**STATED TASK:** Treat the line containing "form: [633, 2]." as the first line and the final line of the material below as the last; reproduce that range exactly.

(A block of data)

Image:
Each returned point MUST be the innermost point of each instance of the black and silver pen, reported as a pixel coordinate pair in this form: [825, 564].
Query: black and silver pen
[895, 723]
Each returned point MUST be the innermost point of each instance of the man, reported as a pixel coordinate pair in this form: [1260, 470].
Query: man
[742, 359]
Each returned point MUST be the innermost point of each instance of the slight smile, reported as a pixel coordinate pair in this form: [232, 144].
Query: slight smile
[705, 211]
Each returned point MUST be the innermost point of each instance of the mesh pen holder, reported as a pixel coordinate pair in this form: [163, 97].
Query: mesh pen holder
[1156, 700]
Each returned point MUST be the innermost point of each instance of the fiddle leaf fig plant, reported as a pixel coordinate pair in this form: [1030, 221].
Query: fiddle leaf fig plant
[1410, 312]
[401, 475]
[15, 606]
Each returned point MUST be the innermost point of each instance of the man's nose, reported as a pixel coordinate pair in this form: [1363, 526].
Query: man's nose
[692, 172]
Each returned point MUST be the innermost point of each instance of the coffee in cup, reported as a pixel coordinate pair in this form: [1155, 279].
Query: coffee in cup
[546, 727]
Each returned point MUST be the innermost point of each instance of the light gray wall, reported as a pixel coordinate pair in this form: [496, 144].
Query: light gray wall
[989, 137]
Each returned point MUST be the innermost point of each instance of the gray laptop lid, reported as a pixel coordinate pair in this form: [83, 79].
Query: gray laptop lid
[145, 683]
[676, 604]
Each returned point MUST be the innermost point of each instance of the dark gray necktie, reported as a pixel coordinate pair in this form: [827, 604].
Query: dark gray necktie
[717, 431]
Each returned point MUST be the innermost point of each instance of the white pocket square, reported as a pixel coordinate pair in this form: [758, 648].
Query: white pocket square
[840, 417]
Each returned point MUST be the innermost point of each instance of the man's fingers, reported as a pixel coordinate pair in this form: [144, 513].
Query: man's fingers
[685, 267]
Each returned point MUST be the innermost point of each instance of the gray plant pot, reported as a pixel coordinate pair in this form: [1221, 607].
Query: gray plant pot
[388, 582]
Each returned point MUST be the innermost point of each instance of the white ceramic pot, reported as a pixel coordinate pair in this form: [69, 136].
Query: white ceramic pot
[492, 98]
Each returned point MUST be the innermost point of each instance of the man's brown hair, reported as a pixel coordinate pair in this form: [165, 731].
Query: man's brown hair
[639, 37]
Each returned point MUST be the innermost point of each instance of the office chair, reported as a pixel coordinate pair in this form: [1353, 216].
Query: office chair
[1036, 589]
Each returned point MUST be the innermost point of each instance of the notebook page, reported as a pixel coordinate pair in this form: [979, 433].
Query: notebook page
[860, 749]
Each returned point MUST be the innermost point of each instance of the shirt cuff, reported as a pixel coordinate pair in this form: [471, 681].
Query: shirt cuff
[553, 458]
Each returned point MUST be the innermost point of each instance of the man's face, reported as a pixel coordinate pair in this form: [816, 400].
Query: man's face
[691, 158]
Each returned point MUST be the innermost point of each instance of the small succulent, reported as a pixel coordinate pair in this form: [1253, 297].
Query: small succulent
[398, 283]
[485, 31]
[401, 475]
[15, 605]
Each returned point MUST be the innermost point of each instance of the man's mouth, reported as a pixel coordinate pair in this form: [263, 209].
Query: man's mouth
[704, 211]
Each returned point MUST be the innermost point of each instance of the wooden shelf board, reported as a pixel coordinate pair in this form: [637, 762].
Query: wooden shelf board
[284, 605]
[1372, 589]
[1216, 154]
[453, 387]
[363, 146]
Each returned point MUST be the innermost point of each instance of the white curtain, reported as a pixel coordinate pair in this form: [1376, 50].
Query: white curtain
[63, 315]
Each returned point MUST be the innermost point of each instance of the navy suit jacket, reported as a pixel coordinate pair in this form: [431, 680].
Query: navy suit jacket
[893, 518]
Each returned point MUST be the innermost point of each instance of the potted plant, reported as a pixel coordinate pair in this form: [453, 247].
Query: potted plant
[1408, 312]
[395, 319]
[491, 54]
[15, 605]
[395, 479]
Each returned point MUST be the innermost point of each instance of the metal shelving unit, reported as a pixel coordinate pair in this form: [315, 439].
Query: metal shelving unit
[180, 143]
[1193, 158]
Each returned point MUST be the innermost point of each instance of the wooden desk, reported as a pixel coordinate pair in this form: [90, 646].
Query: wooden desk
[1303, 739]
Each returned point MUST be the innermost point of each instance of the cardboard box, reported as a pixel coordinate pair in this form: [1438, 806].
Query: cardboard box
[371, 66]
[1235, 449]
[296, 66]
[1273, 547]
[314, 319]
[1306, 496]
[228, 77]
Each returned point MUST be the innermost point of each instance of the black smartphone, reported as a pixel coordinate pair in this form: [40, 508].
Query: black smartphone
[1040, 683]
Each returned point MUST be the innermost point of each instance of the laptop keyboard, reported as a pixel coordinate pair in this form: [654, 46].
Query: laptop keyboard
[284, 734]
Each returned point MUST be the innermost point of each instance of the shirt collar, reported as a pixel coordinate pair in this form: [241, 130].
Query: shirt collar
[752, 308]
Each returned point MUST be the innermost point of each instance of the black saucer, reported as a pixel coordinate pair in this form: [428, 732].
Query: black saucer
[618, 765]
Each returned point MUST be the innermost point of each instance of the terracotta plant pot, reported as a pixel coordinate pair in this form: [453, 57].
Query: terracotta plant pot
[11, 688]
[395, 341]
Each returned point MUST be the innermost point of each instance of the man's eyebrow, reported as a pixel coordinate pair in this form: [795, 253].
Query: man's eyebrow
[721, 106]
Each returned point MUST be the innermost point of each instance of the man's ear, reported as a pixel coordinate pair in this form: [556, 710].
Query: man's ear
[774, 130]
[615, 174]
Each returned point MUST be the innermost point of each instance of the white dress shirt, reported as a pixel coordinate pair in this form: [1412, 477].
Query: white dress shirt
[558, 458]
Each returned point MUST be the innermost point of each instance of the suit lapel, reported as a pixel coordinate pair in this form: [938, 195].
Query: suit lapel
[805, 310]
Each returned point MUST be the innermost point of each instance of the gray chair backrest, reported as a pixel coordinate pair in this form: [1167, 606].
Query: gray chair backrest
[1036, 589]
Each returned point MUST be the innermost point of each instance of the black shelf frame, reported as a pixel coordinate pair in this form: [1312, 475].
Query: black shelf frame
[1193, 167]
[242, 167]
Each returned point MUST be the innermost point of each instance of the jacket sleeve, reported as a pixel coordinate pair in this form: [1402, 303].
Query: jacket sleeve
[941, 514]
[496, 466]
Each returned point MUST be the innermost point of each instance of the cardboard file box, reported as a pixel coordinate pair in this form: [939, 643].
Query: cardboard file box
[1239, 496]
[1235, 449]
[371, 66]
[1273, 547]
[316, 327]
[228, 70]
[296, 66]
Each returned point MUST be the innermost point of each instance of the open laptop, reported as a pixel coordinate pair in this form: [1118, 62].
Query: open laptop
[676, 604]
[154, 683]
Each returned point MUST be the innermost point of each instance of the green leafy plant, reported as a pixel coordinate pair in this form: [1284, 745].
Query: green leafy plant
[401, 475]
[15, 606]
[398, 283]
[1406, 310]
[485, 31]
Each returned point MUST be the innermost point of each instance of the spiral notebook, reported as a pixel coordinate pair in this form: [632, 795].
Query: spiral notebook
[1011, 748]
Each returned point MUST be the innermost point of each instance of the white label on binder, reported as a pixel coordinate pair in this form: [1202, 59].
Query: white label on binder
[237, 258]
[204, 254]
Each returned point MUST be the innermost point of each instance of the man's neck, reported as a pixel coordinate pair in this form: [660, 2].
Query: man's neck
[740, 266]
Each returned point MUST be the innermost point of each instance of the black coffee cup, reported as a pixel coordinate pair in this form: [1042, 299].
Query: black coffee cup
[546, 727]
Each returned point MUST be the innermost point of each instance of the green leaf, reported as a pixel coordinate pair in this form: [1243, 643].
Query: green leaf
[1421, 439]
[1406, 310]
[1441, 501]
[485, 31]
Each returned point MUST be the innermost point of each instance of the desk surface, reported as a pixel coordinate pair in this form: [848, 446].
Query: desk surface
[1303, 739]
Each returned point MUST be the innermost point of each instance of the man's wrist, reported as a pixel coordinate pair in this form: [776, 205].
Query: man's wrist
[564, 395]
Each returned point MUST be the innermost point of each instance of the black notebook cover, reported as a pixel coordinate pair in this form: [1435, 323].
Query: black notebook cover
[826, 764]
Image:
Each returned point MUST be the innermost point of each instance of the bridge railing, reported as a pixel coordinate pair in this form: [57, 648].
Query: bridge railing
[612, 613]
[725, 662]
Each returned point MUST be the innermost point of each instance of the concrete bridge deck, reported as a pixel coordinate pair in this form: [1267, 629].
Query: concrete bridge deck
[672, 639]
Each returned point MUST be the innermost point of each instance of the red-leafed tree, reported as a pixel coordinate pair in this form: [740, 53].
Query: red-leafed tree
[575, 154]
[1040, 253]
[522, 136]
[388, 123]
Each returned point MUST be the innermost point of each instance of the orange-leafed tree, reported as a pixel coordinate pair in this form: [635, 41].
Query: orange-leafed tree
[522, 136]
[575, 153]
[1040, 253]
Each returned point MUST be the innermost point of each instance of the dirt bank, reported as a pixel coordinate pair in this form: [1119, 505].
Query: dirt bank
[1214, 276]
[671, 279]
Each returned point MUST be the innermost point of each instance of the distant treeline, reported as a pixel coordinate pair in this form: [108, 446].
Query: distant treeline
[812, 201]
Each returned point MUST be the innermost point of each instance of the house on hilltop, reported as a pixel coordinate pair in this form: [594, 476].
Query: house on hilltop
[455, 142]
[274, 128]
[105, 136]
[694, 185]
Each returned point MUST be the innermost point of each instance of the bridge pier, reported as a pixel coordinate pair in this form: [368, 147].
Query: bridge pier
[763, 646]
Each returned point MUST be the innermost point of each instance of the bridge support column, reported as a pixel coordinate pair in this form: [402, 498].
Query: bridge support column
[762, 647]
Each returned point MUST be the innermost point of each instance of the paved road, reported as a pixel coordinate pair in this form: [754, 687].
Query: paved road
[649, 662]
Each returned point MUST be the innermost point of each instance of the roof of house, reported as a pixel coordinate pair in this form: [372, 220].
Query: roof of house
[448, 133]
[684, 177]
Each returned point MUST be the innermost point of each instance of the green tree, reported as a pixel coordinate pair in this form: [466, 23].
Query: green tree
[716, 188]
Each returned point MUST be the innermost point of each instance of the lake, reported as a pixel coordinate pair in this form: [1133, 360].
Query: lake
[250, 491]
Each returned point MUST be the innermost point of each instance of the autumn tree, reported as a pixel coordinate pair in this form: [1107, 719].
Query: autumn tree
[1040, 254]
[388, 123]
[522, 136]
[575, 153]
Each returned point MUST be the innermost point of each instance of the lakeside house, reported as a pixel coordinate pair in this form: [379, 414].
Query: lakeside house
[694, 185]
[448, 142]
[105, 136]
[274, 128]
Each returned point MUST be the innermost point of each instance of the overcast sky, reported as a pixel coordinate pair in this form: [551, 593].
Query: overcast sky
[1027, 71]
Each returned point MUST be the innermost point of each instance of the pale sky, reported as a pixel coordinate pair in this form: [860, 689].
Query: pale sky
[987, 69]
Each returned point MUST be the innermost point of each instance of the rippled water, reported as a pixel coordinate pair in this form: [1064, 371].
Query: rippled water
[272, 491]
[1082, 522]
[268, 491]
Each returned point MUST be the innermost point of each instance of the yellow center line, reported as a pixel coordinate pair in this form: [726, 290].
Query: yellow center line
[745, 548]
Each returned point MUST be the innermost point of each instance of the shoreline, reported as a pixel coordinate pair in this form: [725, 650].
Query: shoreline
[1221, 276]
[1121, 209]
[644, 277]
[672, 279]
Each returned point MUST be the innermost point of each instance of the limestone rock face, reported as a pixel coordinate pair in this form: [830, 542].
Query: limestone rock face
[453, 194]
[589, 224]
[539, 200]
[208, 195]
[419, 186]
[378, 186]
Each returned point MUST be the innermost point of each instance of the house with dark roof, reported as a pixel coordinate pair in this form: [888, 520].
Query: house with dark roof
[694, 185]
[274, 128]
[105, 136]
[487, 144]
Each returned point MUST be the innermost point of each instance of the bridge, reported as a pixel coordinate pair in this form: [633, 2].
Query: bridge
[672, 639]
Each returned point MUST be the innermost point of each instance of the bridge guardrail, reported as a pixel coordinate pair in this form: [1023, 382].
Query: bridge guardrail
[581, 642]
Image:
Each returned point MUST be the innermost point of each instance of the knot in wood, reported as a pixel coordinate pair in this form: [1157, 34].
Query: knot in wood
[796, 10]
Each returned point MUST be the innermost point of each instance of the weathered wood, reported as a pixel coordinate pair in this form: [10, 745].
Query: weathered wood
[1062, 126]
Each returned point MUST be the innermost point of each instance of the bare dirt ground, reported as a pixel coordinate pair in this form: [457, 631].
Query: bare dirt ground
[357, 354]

**WORKED ANSWER:**
Each returned point MUST be the innermost point of each instance of the bridge, reported as a pixel coordinate pair in this form: [633, 2].
Query: bridge
[672, 639]
Each returned point MUST be the innermost point of each instance of the bridge guardrail, reported as a pixel coordinate pair in this form: [1023, 382].
Query: bridge guardrail
[581, 642]
Image:
Each returned point MUST be the innermost point of each instance of the knot in wood, reported as a pixel coordinate pair in this form: [1157, 34].
Query: knot in wood
[796, 10]
Each returned point MUST be the innermost point of each instance of the weathered wood, reported as a pixel coordinate pair in this form: [10, 745].
Query: weathered wood
[1062, 126]
Each returned point MUST be the innermost point of each instance of the bare dirt ground, reported as a pixel coordinate pair in this form: [457, 631].
Query: bare dirt ground
[357, 354]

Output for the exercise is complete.